Required action: Reply with exactly the lines from the one that contains "Objective — for every instance of the dark evergreen" through the last line of the records below, and with no other lines.

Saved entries
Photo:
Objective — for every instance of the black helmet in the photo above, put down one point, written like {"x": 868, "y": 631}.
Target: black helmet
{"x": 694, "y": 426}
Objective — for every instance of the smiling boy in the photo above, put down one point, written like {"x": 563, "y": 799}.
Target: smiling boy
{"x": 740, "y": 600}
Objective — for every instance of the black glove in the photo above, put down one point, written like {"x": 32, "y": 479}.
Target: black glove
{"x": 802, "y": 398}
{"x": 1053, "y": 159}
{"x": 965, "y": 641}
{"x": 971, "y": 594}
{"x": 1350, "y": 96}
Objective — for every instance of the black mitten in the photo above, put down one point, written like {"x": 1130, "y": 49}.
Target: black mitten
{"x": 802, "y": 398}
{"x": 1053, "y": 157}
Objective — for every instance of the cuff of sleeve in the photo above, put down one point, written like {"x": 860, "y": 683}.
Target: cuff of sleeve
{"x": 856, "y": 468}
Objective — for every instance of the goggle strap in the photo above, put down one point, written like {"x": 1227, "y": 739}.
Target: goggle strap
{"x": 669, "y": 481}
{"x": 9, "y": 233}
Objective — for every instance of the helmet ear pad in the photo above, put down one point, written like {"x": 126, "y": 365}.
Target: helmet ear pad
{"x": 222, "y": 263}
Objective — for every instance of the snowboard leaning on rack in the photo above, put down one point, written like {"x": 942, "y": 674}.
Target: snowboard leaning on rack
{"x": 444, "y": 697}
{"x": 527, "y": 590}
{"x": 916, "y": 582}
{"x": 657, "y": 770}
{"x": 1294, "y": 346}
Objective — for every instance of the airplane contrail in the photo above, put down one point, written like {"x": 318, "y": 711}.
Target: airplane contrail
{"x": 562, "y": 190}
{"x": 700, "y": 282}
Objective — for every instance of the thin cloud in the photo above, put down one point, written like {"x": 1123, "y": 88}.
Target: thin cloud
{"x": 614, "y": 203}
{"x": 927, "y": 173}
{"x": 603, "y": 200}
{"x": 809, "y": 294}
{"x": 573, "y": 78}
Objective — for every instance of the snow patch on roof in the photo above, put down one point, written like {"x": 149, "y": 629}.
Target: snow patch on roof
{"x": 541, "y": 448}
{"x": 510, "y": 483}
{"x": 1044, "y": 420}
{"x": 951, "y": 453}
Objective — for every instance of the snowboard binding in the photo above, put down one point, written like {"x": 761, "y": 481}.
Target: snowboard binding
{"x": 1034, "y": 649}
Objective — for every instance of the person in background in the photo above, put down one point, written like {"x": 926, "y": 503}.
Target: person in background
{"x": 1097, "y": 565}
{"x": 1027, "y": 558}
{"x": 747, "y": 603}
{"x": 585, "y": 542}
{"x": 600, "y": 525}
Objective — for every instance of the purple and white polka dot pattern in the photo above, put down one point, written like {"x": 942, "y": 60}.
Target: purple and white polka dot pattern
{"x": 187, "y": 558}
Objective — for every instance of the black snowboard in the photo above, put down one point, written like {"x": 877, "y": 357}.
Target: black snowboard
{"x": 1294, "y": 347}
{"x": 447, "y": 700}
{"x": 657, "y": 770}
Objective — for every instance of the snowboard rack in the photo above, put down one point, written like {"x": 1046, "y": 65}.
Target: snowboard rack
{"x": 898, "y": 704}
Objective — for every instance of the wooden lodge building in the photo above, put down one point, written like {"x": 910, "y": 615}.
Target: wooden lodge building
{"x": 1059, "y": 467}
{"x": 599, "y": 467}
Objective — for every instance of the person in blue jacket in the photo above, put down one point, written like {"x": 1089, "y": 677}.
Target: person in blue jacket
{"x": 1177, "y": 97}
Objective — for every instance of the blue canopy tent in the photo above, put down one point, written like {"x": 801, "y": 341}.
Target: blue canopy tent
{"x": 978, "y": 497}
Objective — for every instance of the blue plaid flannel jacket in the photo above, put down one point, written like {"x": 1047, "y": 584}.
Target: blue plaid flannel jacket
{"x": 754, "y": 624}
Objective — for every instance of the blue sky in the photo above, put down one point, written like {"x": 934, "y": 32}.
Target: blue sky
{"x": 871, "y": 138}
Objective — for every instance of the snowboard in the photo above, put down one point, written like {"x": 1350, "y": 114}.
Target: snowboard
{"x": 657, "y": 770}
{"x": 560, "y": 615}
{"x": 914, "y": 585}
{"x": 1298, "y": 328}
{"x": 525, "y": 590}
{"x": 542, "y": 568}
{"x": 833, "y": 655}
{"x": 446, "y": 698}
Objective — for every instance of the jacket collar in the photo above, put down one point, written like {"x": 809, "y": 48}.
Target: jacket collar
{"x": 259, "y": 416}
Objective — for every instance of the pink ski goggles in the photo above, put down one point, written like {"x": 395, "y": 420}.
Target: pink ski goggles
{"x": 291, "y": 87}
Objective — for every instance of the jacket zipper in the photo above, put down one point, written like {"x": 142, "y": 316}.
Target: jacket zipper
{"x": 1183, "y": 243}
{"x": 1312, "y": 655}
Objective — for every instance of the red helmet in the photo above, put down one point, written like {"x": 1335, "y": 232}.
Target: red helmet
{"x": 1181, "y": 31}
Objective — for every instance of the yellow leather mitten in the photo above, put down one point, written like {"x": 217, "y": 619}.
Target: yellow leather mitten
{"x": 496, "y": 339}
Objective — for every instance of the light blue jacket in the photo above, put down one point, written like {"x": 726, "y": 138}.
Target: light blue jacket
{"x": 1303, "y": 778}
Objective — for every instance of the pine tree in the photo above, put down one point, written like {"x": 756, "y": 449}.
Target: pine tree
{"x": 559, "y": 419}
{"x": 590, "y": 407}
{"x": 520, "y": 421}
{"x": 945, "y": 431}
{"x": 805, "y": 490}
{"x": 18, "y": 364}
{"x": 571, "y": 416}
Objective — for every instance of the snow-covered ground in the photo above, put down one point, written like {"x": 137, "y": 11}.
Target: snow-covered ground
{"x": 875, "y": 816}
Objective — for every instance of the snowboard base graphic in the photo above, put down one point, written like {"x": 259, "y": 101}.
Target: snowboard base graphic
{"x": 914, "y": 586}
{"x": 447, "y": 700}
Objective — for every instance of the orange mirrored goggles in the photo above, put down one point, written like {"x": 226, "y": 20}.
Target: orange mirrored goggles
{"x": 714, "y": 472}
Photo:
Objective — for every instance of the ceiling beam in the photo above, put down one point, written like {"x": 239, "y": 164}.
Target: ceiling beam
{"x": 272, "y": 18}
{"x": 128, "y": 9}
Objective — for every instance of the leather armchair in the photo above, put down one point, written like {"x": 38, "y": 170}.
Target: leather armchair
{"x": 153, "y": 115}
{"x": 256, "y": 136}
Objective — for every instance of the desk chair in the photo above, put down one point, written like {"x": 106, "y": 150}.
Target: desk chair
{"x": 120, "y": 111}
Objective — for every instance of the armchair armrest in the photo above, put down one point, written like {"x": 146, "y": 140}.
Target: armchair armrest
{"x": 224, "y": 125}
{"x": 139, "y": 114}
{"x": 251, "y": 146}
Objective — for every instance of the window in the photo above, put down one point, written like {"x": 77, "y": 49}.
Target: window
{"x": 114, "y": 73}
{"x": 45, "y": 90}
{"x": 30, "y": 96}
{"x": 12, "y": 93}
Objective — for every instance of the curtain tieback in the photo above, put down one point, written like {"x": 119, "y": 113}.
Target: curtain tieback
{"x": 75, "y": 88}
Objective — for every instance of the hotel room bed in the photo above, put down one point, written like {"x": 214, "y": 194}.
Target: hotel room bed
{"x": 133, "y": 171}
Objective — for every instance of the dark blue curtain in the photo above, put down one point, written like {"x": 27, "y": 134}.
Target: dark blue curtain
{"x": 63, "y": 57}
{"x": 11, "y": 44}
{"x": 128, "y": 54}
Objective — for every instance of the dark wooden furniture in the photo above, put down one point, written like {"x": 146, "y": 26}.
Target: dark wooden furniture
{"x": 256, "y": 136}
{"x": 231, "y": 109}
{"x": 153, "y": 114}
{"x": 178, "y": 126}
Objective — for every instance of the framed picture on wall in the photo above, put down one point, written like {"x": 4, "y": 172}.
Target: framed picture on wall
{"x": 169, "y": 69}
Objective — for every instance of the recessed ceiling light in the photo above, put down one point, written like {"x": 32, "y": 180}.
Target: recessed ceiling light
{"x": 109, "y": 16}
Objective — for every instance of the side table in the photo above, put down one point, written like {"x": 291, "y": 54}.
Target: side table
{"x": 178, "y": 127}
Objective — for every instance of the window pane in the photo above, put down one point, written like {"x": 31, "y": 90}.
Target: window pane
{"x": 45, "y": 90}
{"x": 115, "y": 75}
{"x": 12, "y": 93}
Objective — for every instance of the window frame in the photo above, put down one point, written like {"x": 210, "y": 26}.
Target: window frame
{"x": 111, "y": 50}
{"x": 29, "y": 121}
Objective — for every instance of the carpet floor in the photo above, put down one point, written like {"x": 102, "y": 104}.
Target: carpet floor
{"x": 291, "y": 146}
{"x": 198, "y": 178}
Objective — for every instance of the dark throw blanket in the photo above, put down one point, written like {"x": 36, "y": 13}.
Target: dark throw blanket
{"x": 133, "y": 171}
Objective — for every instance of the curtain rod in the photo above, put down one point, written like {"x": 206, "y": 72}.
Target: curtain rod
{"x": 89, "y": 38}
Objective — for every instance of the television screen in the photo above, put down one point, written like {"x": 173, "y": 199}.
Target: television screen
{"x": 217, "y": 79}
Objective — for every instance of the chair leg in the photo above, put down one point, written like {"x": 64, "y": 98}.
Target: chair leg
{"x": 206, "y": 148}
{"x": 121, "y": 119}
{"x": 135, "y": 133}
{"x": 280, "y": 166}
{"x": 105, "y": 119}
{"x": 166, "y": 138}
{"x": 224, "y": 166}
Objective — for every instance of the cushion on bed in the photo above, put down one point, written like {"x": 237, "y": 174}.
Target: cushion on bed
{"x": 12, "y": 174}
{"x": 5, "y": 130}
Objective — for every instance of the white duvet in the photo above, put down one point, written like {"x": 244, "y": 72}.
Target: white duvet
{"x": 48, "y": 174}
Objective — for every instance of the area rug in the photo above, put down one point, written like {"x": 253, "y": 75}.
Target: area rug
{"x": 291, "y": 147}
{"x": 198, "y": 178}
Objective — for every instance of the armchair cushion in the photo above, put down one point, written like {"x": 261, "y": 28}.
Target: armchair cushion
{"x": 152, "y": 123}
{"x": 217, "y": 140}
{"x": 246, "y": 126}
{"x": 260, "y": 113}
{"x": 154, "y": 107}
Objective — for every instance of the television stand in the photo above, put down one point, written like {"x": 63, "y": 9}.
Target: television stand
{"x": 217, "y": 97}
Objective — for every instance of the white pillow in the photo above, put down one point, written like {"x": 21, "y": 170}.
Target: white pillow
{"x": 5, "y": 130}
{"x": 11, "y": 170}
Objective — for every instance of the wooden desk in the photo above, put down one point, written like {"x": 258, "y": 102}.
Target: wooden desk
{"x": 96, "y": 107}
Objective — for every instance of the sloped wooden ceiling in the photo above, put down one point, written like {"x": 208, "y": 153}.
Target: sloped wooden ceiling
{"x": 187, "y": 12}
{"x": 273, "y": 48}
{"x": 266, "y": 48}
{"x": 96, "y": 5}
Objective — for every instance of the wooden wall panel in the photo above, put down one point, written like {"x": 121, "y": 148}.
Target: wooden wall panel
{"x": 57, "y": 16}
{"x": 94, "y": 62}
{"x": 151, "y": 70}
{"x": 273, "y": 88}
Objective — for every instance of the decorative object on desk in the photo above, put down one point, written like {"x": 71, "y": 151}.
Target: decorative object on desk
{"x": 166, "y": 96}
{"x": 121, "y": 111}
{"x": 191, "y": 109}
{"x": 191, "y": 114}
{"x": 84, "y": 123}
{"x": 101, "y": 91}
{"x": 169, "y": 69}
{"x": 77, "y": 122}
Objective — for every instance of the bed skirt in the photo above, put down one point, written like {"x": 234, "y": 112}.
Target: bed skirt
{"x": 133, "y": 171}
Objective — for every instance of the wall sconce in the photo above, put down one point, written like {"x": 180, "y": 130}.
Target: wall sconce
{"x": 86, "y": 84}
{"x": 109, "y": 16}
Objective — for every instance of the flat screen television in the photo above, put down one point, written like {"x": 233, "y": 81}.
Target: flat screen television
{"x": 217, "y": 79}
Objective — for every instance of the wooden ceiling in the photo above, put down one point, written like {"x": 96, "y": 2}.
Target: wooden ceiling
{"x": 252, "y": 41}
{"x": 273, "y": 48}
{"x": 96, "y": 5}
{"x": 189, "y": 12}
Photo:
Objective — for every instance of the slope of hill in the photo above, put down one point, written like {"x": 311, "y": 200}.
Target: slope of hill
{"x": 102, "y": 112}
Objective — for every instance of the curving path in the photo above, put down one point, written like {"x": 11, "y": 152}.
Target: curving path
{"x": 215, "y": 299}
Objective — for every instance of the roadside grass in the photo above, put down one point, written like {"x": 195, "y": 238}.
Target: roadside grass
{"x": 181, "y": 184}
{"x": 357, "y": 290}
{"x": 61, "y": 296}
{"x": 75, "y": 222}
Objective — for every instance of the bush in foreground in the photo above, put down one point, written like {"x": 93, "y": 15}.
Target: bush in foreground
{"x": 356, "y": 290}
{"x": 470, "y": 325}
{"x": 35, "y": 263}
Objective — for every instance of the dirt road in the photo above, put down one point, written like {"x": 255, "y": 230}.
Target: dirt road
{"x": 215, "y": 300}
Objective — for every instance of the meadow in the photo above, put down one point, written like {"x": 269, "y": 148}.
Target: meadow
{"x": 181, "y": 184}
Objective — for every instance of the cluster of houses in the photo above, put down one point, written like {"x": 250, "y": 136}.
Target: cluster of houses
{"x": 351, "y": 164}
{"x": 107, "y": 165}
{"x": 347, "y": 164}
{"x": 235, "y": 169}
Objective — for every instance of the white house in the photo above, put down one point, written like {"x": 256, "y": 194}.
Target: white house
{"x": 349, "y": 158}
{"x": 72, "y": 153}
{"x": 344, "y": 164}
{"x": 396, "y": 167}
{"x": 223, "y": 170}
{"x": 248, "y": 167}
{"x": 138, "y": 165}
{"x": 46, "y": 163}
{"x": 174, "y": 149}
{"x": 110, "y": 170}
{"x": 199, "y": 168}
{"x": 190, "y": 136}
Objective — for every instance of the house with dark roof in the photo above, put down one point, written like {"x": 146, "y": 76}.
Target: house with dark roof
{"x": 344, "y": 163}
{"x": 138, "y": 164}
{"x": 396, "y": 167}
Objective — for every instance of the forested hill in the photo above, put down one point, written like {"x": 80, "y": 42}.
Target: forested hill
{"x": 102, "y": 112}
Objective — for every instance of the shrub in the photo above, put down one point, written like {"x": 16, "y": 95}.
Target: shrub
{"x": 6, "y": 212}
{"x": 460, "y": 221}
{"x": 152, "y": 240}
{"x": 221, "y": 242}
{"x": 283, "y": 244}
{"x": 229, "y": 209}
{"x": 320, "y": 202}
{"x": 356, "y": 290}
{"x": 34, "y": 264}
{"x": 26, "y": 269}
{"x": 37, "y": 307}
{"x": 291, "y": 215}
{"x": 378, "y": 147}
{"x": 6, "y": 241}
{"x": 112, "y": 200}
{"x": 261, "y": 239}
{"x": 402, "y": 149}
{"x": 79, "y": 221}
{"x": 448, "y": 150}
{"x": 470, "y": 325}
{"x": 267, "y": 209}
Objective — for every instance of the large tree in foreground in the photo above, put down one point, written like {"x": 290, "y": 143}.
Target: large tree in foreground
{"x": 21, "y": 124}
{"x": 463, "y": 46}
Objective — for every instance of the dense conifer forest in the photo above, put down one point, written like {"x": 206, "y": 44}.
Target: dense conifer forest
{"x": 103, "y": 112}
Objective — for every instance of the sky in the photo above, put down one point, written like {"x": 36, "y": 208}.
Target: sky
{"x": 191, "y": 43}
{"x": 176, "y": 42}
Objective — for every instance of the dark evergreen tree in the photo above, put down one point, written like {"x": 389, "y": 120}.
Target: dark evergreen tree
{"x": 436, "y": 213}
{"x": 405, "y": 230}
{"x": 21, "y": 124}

Answer section:
Objective — for every instance of the dark evergreen tree in the photo above, put down one point, written like {"x": 389, "y": 120}.
Target: dark evergreen tree
{"x": 436, "y": 213}
{"x": 405, "y": 230}
{"x": 21, "y": 124}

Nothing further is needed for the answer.